Reproduce the data in its entirety, exactly as supplied.

╭─ ROWS

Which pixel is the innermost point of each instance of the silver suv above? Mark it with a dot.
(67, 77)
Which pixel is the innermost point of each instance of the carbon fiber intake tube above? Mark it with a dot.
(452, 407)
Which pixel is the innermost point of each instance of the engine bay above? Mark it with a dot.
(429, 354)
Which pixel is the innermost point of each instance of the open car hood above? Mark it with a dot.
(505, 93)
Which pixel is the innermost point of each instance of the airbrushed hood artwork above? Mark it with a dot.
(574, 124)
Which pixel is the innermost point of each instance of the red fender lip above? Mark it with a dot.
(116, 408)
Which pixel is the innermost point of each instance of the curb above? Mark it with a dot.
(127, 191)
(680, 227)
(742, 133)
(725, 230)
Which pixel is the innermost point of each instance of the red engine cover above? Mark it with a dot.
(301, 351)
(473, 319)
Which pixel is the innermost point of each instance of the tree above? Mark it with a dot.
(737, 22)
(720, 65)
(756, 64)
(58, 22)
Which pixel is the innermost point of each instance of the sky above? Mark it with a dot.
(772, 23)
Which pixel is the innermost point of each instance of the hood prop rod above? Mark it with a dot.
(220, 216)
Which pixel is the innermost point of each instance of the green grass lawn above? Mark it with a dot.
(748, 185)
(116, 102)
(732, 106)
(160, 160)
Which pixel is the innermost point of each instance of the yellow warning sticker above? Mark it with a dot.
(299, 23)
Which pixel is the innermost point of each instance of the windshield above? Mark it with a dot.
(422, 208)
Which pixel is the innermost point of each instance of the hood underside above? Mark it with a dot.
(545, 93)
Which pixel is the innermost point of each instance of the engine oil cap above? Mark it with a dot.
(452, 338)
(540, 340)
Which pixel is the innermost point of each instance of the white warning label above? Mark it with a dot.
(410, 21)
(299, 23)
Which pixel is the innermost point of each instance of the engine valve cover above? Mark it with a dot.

╰─

EXERCISE RESULT:
Which pixel is the innermost point of each instance of the silver suv above? Mark it with a dot.
(67, 77)
Which pixel is the innermost point of each instance of the carbon fiber intake tube above? Mark it with a dot.
(452, 407)
Which pixel is the innermost point of each instance of the engine bay above? Mark it with a dot.
(429, 354)
Which pixel is the innermost point of each instance of the open car hood above? Mark it with a dot.
(505, 93)
Which pixel is the innermost point of each instance of the airbrushed hood artwork above? Mark it with a dot.
(574, 124)
Which pixel is the innermost point of each instance of the red fender lip above? Mark it with a dot.
(116, 408)
Which pixel is the innermost point of each instance of the curb above? Mark it with a dot.
(127, 191)
(680, 227)
(742, 133)
(725, 230)
Which pixel is the innermost point of each instance of the red engine cover above? Mark it with a dot.
(301, 351)
(473, 319)
Which pixel is the innermost point of each instance of the tree above? Mark it with a dot.
(737, 22)
(720, 65)
(756, 64)
(58, 22)
Which pixel is the innermost point of each instance of the sky above? Mark it with a dot.
(772, 23)
Which pixel is the innermost point of each instance of the hood prop rod above? Mark it with a dot.
(220, 216)
Which pixel is the innermost point of each instance of the green grass lawn above? Mark it with a dot.
(748, 185)
(116, 102)
(732, 106)
(160, 160)
Which pixel is the innermost point of each instance of the yellow warning sticker above? Mark it with a dot.
(299, 23)
Which pixel is the innermost point of each instance of the windshield above? Mark it with a dot.
(422, 208)
Which pixel is the innermost point of each instance of the hood underside above? Mark it with a dot.
(545, 93)
Which pixel is the innermost point of each instance of the engine oil cap above? Mark it with a dot.
(452, 338)
(540, 340)
Which pixel is the innermost point of each instance of the white warning label above? Mark it with a dot.
(410, 21)
(299, 23)
Which pixel is the innermost point of each instance of the engine valve cover above? Mark it with a dot.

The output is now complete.